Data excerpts
- - -

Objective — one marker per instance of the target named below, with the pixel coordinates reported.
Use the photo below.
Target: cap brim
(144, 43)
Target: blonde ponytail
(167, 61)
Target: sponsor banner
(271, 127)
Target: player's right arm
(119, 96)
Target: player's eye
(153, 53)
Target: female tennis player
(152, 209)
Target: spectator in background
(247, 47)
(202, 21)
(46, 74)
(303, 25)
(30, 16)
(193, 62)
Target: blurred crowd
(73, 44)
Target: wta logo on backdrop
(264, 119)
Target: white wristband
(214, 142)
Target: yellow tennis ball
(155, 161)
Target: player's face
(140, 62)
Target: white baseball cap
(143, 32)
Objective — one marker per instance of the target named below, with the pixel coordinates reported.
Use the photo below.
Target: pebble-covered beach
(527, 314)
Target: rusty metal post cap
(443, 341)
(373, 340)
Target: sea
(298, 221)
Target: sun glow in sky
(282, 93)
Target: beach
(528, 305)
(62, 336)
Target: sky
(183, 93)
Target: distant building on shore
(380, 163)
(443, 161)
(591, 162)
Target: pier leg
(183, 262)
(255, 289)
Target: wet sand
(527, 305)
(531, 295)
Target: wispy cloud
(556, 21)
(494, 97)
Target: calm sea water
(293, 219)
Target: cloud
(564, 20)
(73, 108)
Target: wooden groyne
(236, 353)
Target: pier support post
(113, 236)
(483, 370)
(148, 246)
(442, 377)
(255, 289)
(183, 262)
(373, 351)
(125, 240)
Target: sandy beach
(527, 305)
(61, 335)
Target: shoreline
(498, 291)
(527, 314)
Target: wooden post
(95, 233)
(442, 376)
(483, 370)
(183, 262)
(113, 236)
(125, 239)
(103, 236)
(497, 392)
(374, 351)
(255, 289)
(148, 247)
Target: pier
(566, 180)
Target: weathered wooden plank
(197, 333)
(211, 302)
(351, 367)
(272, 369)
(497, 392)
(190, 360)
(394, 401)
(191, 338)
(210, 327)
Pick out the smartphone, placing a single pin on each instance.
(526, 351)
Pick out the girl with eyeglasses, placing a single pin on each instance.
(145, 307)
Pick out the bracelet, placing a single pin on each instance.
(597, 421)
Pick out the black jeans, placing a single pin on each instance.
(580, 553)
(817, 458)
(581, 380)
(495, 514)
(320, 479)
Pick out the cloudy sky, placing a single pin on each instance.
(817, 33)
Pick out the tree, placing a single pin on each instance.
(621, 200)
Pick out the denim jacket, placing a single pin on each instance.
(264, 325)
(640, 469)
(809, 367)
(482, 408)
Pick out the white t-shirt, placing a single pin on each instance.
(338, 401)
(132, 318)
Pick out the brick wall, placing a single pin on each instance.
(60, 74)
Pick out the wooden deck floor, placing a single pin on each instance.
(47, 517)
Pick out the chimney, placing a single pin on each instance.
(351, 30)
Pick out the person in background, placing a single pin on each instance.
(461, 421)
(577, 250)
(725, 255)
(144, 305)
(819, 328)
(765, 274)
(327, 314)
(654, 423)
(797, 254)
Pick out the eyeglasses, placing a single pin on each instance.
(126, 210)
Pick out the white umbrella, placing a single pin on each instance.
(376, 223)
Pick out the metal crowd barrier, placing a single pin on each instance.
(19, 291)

- - -

Task to carry out: Print all entries again, exactly.

Exercise response:
Objective — one marker per instance of the target named below, with the pixel coordinates reported.
Use the photo below.
Target: cap brim
(144, 43)
Target: blonde ponytail
(167, 61)
Target: sponsor banner
(271, 127)
Target: player's right arm
(119, 96)
Target: player's eye
(153, 53)
Target: female tennis player
(152, 209)
Target: spectator in background
(247, 47)
(202, 21)
(46, 74)
(303, 25)
(30, 16)
(193, 62)
Target: blurred crowd
(73, 44)
Target: wta logo on backdrop
(264, 119)
Target: white wristband
(214, 142)
Target: yellow tennis ball
(155, 161)
Target: player's face
(140, 62)
Target: white baseball cap
(143, 32)
Objective — one marker per instance of the target named below, with the pixel coordinates reported.
Use the photo below.
Target: pebble-covered beach
(527, 314)
Target: rusty metal post cap
(443, 341)
(373, 340)
Target: sea
(298, 221)
Target: sun glow in sky
(282, 93)
Target: beach
(528, 305)
(62, 336)
Target: sky
(183, 93)
Target: distant building on shore
(380, 163)
(443, 161)
(591, 162)
Target: pier leg
(183, 262)
(255, 289)
Target: wet sand
(527, 305)
(531, 295)
Target: wispy cloud
(556, 21)
(494, 97)
Target: calm sea water
(293, 219)
Target: cloud
(564, 20)
(73, 108)
Target: wooden groyne
(236, 353)
Target: pier support post
(113, 236)
(483, 370)
(148, 246)
(442, 377)
(255, 289)
(183, 262)
(373, 351)
(125, 240)
Target: sandy beach
(527, 305)
(61, 335)
Target: shoreline
(498, 291)
(527, 314)
Target: wooden post
(95, 233)
(442, 376)
(483, 370)
(183, 262)
(113, 236)
(125, 239)
(103, 236)
(497, 392)
(374, 351)
(255, 289)
(148, 247)
Target: pier
(566, 180)
Target: weathered wooden plank
(197, 333)
(211, 302)
(351, 367)
(272, 369)
(497, 392)
(190, 360)
(394, 401)
(191, 338)
(210, 327)
Pick out the smartphone, placing a single pin on each instance.
(526, 351)
Pick out the girl with eyeglasses, placing a single pin on each instance.
(145, 307)
Pick out the bracelet, placing a single pin on each instance.
(597, 421)
Pick out the black jeans, placing a single pin on each instance.
(580, 553)
(817, 458)
(581, 380)
(495, 514)
(320, 479)
Pick out the cloudy sky, placing a single pin on each instance.
(817, 33)
Pick out the tree, placing a single pin on each instance.
(621, 200)
Pick out the denim jacket, placing a single pin on each instance.
(264, 325)
(640, 469)
(809, 367)
(482, 408)
Pick out the white t-shirt, placing a single pin on each instance.
(338, 401)
(132, 318)
Pick out the brick wall, placing a single pin on each instance.
(60, 74)
Pick out the wooden deck floor, placing a single pin on each instance.
(47, 517)
Pick out the chimney, placing a single pin on each instance.
(351, 30)
Pick out the person in background, placing a single pin on each instance.
(461, 421)
(577, 250)
(725, 255)
(144, 305)
(819, 328)
(765, 274)
(327, 314)
(654, 423)
(797, 254)
Pick out the eyeglasses, placing a single pin on each instance.
(126, 210)
Pick out the white umbrella, placing a single pin on each instance.
(376, 223)
Pick out the metal crowd barrier, placing a single pin on each instance.
(19, 291)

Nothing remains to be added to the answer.